_What needs to be done_:
Nothing in the data may be altered as it is transcribed.

____________________

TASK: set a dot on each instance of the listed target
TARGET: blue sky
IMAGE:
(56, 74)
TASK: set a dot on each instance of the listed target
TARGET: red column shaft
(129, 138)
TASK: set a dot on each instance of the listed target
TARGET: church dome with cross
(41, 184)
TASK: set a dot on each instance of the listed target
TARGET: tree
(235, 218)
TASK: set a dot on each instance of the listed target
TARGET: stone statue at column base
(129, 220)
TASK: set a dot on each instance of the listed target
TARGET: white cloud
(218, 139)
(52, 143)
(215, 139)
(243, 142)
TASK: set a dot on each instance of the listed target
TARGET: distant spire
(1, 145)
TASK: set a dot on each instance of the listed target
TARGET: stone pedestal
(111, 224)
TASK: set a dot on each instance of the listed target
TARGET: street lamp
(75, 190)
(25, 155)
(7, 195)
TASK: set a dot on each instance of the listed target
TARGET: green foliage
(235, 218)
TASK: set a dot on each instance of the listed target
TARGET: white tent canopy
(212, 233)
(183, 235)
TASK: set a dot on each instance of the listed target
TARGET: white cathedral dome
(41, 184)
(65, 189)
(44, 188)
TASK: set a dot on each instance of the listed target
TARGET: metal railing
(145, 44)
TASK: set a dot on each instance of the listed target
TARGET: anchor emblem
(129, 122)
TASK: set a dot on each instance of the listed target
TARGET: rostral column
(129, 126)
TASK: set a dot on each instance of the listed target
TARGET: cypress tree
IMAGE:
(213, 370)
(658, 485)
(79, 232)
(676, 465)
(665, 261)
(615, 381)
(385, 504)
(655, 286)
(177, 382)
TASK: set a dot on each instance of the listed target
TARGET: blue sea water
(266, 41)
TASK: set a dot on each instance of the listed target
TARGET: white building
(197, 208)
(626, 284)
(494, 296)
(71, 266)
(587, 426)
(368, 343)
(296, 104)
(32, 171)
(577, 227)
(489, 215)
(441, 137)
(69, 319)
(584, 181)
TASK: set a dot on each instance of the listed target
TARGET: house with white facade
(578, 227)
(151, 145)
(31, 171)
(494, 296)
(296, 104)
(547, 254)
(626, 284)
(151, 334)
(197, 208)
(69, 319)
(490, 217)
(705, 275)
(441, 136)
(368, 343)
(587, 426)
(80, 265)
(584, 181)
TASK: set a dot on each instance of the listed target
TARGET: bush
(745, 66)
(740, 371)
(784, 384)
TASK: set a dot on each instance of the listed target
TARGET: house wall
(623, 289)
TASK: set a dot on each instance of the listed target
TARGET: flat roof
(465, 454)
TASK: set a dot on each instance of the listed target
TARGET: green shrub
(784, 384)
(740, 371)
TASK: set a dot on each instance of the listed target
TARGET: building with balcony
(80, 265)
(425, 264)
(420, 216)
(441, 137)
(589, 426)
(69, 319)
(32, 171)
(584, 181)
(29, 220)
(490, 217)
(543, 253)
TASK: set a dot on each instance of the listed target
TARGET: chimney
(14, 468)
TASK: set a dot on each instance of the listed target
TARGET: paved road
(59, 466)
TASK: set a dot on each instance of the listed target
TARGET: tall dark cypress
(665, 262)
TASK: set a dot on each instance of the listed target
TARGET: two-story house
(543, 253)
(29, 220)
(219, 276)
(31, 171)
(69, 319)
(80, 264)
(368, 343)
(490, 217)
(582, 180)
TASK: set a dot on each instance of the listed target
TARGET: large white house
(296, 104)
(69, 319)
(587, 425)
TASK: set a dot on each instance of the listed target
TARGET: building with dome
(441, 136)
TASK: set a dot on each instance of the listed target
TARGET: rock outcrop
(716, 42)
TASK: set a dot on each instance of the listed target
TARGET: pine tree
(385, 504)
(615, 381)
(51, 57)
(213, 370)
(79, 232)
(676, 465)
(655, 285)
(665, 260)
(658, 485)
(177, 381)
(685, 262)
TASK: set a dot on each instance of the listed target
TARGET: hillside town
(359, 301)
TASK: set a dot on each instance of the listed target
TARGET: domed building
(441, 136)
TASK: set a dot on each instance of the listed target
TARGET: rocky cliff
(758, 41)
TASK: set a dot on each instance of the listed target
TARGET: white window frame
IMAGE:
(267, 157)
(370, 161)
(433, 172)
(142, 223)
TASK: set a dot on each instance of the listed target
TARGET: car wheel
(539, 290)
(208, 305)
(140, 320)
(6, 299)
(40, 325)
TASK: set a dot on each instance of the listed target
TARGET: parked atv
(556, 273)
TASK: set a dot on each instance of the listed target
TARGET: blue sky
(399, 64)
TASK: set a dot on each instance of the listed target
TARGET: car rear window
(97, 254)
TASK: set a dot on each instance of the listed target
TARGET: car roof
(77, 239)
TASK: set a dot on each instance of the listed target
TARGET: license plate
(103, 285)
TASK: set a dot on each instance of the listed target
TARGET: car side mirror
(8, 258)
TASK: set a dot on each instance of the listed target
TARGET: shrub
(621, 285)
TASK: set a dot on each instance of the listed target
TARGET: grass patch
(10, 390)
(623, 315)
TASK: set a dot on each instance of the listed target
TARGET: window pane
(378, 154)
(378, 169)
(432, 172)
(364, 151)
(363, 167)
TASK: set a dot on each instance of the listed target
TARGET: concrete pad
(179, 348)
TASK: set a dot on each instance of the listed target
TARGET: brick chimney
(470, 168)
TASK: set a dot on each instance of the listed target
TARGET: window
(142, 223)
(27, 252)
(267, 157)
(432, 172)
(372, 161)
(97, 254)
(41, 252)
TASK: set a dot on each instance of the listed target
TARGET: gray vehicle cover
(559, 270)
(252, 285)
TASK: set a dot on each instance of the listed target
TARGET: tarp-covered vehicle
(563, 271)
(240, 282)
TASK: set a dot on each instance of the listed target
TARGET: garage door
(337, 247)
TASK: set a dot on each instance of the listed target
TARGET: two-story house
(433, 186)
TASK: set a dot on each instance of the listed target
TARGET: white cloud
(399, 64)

____________________

_Written response_:
TASK: set a dot on each instance of the listed target
TARGET: blue sky
IMAGE:
(56, 74)
TASK: set a dot on each instance of the listed target
TARGET: red column shaft
(129, 138)
TASK: set a dot on each instance of the listed target
TARGET: church dome with cross
(41, 184)
TASK: set a dot on each instance of the listed target
TARGET: tree
(235, 218)
TASK: set a dot on each instance of the listed target
TARGET: stone statue at column base
(129, 220)
TASK: set a dot on each instance of the listed target
TARGET: white cloud
(218, 139)
(52, 143)
(215, 139)
(243, 142)
TASK: set a dot on each instance of the listed target
TARGET: distant spire
(1, 145)
TASK: set a dot on each instance of the listed target
TARGET: stone pedestal
(111, 224)
TASK: set a dot on each instance of the listed target
TARGET: street lamp
(75, 190)
(25, 155)
(7, 195)
TASK: set a dot on each instance of the listed target
TARGET: green foliage
(235, 218)
TASK: set a dot on each instance of the listed target
TARGET: white tent canopy
(212, 233)
(183, 235)
TASK: set a dot on each instance of the listed target
TARGET: white cathedral dome
(41, 184)
(65, 189)
(44, 188)
TASK: set a dot on each instance of the listed target
TARGET: metal railing
(145, 44)
TASK: set a dot on each instance of the listed target
TARGET: anchor emblem
(129, 122)
TASK: set a dot on each instance of the listed target
TARGET: rostral column
(129, 126)
TASK: set a dot on each instance of the listed target
TARGET: cypress tree
IMAGE:
(213, 370)
(658, 485)
(79, 232)
(676, 465)
(665, 261)
(615, 381)
(385, 504)
(655, 286)
(177, 382)
TASK: set a dot on each instance of the listed target
TARGET: blue sea water
(266, 41)
TASK: set a dot on each instance of the listed target
TARGET: white building
(197, 208)
(626, 284)
(494, 296)
(71, 266)
(587, 426)
(368, 343)
(296, 104)
(32, 171)
(577, 227)
(489, 215)
(441, 137)
(69, 319)
(584, 181)
TASK: set a dot on each instance of the listed target
TARGET: house with white facade
(578, 227)
(151, 145)
(31, 171)
(494, 296)
(296, 104)
(547, 254)
(626, 284)
(151, 334)
(197, 208)
(69, 319)
(490, 217)
(705, 275)
(441, 136)
(368, 343)
(587, 426)
(80, 265)
(584, 181)
TASK: set a dot on each instance of the listed target
TARGET: bush
(745, 66)
(740, 371)
(784, 384)
TASK: set a dot on each instance of the listed target
TARGET: house wall
(623, 289)
TASK: set a dot on each instance of the listed target
TARGET: flat roof
(465, 454)
TASK: set a dot on each instance of the listed target
TARGET: green shrub
(784, 384)
(740, 371)
TASK: set a dot on each instance of the listed target
TARGET: building with balcony
(80, 265)
(425, 264)
(420, 216)
(441, 137)
(589, 426)
(69, 319)
(32, 171)
(584, 181)
(29, 220)
(490, 217)
(543, 253)
TASK: set a dot on each instance of the listed target
TARGET: chimney
(14, 468)
TASK: set a dot on each instance of the listed target
TARGET: paved road
(59, 466)
TASK: set a dot on each instance of the listed target
TARGET: tall dark cypress
(665, 262)
TASK: set a dot on each instance of the listed target
TARGET: two-story house
(543, 253)
(29, 220)
(219, 276)
(31, 171)
(69, 319)
(80, 264)
(368, 343)
(490, 217)
(582, 180)
TASK: set a dot on each instance of the listed target
TARGET: large white house
(296, 104)
(69, 319)
(587, 425)
TASK: set a dot on each instance of the listed target
TARGET: building with dome
(441, 136)
TASK: set a dot on each instance of the listed target
TARGET: rock outcrop
(716, 42)
TASK: set a dot on each instance of the listed target
TARGET: pine tree
(385, 504)
(615, 381)
(51, 57)
(213, 370)
(79, 232)
(676, 465)
(655, 285)
(665, 260)
(658, 485)
(177, 381)
(685, 262)
TASK: set a dot on each instance of the listed target
TARGET: hillside town
(359, 301)
TASK: set a dot on each instance of the listed target
TARGET: domed building
(441, 136)
TASK: set a dot on each instance of the listed target
TARGET: rocky cliff
(758, 41)
TASK: set a dot on each instance of the listed target
TARGET: white window frame
IMAGE:
(267, 157)
(370, 161)
(433, 172)
(142, 223)
TASK: set a dot on each instance of the listed target
TARGET: car wheel
(539, 290)
(208, 305)
(140, 320)
(6, 299)
(40, 325)
TASK: set a dot on each instance of the listed target
TARGET: parked atv
(556, 273)
TASK: set a dot on each instance of the listed target
TARGET: blue sky
(399, 64)
TASK: set a dot on each instance of the listed target
TARGET: car rear window
(97, 254)
TASK: set a dot on each instance of the listed target
TARGET: car roof
(77, 239)
TASK: set a dot on each instance of the listed target
TARGET: license plate
(103, 285)
TASK: set a dot on each instance of the listed target
TARGET: car side mirror
(8, 258)
TASK: set a dot on each instance of the listed target
TARGET: shrub
(621, 285)
TASK: set a dot on each instance of the listed target
TARGET: grass patch
(10, 390)
(623, 315)
TASK: set a dot on each instance of the listed target
TARGET: window pane
(378, 154)
(378, 169)
(432, 172)
(364, 151)
(363, 167)
TASK: set a dot on each instance of the listed target
TARGET: concrete pad
(179, 348)
TASK: set a dot on each instance of the listed target
TARGET: brick chimney
(470, 168)
TASK: set a dot on each instance of the listed target
TARGET: window
(142, 223)
(27, 252)
(267, 157)
(432, 172)
(372, 161)
(97, 254)
(41, 252)
TASK: set a dot on each instance of the listed target
TARGET: gray vehicle cover
(559, 270)
(252, 285)
TASK: set a dot on each instance of the listed target
TARGET: tarp-covered vehicle
(563, 271)
(240, 282)
TASK: set a dot on each instance of the listed target
TARGET: garage door
(337, 247)
TASK: set a dot on each instance of the listed target
TARGET: two-story house
(433, 186)
TASK: set a dot on each instance of the listed target
TARGET: white cloud
(399, 64)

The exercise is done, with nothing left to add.